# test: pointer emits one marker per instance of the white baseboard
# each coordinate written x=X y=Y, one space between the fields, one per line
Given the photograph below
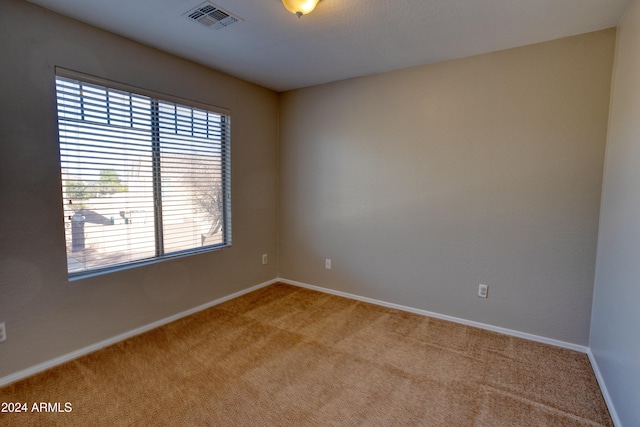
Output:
x=121 y=337
x=603 y=387
x=505 y=331
x=16 y=376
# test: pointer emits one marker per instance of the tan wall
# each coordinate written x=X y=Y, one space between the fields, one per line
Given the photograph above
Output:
x=47 y=316
x=422 y=183
x=615 y=327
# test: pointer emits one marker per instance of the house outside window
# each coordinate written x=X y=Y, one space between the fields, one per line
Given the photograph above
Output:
x=145 y=177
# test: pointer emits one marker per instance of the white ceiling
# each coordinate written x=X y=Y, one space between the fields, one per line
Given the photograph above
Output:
x=341 y=38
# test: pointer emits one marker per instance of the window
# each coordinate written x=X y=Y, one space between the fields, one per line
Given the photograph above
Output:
x=144 y=177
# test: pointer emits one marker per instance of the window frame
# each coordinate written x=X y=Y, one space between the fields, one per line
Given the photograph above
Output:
x=155 y=99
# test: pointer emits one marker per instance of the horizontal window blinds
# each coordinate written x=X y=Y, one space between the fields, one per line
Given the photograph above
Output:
x=142 y=178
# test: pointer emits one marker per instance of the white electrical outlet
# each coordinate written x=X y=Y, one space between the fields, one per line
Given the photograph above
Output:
x=483 y=290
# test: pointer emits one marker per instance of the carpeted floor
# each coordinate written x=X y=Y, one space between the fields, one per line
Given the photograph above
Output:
x=288 y=356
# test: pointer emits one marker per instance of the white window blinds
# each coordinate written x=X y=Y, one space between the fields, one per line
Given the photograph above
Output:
x=143 y=178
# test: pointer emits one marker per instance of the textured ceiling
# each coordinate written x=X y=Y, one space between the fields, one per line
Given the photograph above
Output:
x=341 y=38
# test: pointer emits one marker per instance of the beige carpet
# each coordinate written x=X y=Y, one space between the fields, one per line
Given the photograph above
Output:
x=287 y=356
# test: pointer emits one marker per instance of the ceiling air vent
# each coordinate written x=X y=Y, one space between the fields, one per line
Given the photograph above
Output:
x=212 y=16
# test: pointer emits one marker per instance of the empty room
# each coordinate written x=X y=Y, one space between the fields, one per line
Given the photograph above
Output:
x=323 y=213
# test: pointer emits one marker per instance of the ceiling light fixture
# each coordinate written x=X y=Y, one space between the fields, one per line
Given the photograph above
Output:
x=300 y=7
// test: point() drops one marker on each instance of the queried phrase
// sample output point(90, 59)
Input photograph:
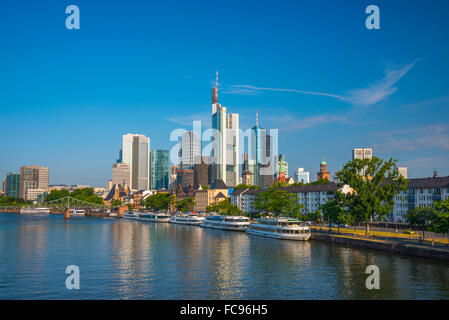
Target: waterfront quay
point(392, 245)
point(128, 259)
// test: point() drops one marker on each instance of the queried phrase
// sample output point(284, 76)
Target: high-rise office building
point(32, 177)
point(261, 153)
point(136, 153)
point(225, 153)
point(121, 174)
point(190, 149)
point(12, 187)
point(248, 170)
point(159, 169)
point(201, 172)
point(281, 162)
point(173, 169)
point(360, 153)
point(302, 176)
point(403, 172)
point(323, 174)
point(185, 177)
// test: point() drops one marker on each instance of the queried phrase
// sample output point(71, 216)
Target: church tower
point(323, 174)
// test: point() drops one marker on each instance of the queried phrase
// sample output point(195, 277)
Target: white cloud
point(369, 96)
point(422, 138)
point(187, 120)
point(379, 91)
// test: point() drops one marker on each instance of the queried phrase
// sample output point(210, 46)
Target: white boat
point(232, 223)
point(130, 215)
point(77, 212)
point(190, 219)
point(154, 217)
point(280, 228)
point(35, 211)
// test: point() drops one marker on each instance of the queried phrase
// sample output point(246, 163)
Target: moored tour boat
point(232, 223)
point(154, 217)
point(190, 219)
point(35, 211)
point(77, 212)
point(130, 215)
point(280, 228)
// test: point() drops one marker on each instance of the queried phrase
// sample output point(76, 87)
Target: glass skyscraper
point(136, 153)
point(12, 184)
point(160, 169)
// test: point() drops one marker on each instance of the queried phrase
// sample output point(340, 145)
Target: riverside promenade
point(399, 244)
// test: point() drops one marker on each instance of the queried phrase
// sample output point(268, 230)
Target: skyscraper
point(403, 172)
point(190, 151)
point(136, 153)
point(281, 163)
point(32, 177)
point(360, 153)
point(12, 185)
point(173, 169)
point(201, 172)
point(225, 153)
point(302, 176)
point(323, 174)
point(121, 174)
point(159, 169)
point(261, 153)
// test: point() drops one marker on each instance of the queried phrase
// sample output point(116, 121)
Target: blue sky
point(311, 69)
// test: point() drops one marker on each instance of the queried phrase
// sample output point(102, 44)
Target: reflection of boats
point(281, 228)
point(155, 217)
point(77, 212)
point(35, 211)
point(233, 223)
point(190, 219)
point(130, 215)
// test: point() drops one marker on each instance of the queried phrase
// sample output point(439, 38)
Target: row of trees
point(434, 219)
point(84, 194)
point(163, 201)
point(374, 183)
point(224, 207)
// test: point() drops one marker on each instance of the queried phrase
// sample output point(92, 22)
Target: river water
point(123, 259)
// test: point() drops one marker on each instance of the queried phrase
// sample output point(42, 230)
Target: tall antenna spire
point(216, 81)
point(215, 92)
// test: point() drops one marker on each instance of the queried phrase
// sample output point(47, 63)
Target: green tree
point(318, 182)
point(314, 216)
point(185, 204)
point(245, 186)
point(225, 208)
point(158, 201)
point(335, 211)
point(279, 202)
point(375, 183)
point(420, 218)
point(57, 194)
point(116, 203)
point(440, 222)
point(88, 195)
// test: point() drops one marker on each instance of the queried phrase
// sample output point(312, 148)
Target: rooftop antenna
point(216, 80)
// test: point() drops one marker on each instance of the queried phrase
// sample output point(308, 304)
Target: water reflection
point(123, 259)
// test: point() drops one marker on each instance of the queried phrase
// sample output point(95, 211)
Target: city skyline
point(336, 87)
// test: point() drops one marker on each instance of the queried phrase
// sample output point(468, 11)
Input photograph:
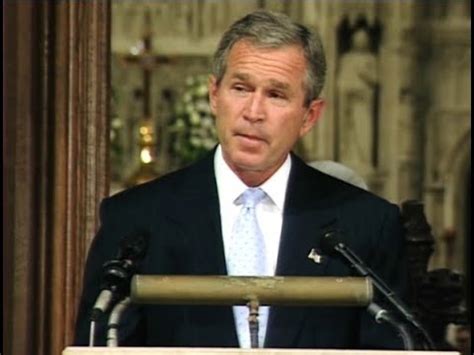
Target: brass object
point(232, 290)
point(146, 170)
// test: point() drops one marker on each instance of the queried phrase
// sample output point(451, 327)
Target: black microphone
point(331, 245)
point(117, 274)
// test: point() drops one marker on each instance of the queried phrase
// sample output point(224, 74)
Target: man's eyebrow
point(240, 76)
point(279, 85)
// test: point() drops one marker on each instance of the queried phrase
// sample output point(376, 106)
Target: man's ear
point(313, 114)
point(212, 87)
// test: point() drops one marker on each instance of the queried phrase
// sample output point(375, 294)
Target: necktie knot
point(251, 197)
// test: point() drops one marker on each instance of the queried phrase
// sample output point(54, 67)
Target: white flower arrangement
point(194, 131)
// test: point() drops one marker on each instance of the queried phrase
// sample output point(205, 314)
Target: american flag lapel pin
point(313, 255)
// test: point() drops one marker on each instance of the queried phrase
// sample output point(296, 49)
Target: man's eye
point(276, 95)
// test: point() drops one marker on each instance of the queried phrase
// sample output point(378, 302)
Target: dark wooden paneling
point(56, 84)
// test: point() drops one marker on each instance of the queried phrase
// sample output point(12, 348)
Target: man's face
point(259, 107)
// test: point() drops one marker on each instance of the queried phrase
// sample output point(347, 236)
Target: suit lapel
point(201, 215)
point(306, 214)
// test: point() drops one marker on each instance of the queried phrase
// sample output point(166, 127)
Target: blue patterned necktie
point(247, 257)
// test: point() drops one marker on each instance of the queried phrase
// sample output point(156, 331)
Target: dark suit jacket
point(180, 212)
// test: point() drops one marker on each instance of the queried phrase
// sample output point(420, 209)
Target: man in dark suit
point(264, 91)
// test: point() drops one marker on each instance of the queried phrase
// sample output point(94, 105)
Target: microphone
point(331, 245)
point(117, 274)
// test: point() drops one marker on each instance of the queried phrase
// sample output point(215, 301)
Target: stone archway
point(455, 219)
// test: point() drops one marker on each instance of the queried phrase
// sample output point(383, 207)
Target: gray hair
point(274, 30)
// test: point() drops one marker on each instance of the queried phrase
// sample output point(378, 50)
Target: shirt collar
point(230, 187)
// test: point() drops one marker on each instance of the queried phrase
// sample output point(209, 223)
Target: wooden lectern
point(232, 351)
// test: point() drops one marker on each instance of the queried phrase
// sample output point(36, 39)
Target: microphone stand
point(381, 315)
point(379, 284)
point(114, 321)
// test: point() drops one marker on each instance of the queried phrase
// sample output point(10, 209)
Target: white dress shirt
point(269, 211)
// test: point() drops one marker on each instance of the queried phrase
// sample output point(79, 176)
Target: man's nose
point(255, 108)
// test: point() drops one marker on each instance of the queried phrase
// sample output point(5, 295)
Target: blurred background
point(102, 95)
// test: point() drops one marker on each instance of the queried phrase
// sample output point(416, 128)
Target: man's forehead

**********

Required work
Collect every line of the items above that contains the word "wooden".

Problem solution
Target: dark wooden paneling
Target: wooden lectern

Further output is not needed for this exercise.